DATA PROVIDED –
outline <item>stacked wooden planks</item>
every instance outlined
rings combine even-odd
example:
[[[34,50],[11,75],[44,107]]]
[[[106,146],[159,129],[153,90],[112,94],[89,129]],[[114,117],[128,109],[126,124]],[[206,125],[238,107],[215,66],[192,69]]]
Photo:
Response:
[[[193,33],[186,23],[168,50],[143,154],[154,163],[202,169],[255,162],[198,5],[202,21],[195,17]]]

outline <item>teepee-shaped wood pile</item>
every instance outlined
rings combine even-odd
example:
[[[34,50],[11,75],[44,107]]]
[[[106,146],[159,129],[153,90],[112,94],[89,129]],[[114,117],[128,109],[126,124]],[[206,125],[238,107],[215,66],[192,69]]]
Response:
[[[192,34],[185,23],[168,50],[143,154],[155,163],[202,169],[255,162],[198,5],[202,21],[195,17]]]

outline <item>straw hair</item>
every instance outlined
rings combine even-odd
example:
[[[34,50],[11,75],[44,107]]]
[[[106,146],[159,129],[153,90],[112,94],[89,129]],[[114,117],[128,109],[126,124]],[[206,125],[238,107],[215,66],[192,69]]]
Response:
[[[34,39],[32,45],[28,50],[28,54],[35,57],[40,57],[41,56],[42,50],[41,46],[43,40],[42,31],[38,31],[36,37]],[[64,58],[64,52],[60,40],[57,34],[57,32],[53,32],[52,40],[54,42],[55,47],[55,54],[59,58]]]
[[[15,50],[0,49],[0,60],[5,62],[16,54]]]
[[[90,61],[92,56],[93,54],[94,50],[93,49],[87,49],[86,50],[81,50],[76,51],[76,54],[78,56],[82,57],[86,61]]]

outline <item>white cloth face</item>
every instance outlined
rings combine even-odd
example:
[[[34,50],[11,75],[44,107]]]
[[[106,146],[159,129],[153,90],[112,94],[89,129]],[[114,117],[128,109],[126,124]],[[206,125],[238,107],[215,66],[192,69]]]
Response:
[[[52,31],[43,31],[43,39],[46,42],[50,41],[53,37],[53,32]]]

YOUR GOAL –
Reproduce the entire listing above verbatim, line by line, without altering a single character.

RESPONSE TO THIS TASK –
outline <item>stacked wooden planks</item>
every instance outlined
rings combine even-odd
example:
[[[34,50],[11,75],[44,107]]]
[[[106,146],[159,129],[153,90],[112,94],[89,129]],[[114,117],[128,109],[126,124]],[[206,125],[238,107],[215,66],[192,69]]]
Photo:
Response:
[[[193,33],[186,23],[168,50],[143,154],[154,163],[202,169],[255,162],[198,5],[202,21],[195,17]]]

outline <item>teepee-shaped wood pile</item>
every instance outlined
rings combine even-odd
example:
[[[34,50],[11,75],[44,107]]]
[[[106,146],[159,129],[153,90],[112,94],[89,129]],[[114,117],[128,109],[126,124]],[[206,125],[238,107],[215,66],[192,69]]]
Response:
[[[192,34],[185,23],[168,50],[143,154],[155,163],[202,169],[255,162],[198,5],[202,21],[195,17]]]

outline <item>straw hair</item>
every instance outlined
rings combine even-odd
example:
[[[34,50],[11,75],[44,107]]]
[[[106,146],[159,129],[153,90],[112,94],[89,129]],[[114,117],[128,109],[126,124]],[[206,125],[238,107],[215,66],[192,69]]]
Response:
[[[34,39],[32,45],[28,50],[28,54],[35,57],[40,57],[41,56],[42,50],[41,46],[43,40],[42,31],[38,31],[36,37]],[[64,58],[64,52],[60,40],[57,34],[57,32],[53,32],[52,40],[54,42],[55,47],[55,54],[59,58]]]
[[[15,50],[0,49],[0,60],[5,62],[16,54]]]
[[[90,61],[92,56],[93,54],[94,50],[93,49],[87,49],[86,50],[81,50],[76,51],[76,54],[78,56],[82,57],[86,61]]]

outline <item>white cloth face</item>
every instance outlined
rings combine even-odd
example:
[[[34,50],[11,75],[44,107]]]
[[[106,146],[159,129],[153,90],[112,94],[89,129]],[[114,117],[128,109],[126,124]],[[206,125],[238,107],[215,66],[192,69]]]
Response:
[[[52,31],[43,31],[43,39],[46,42],[50,41],[53,37],[53,32]]]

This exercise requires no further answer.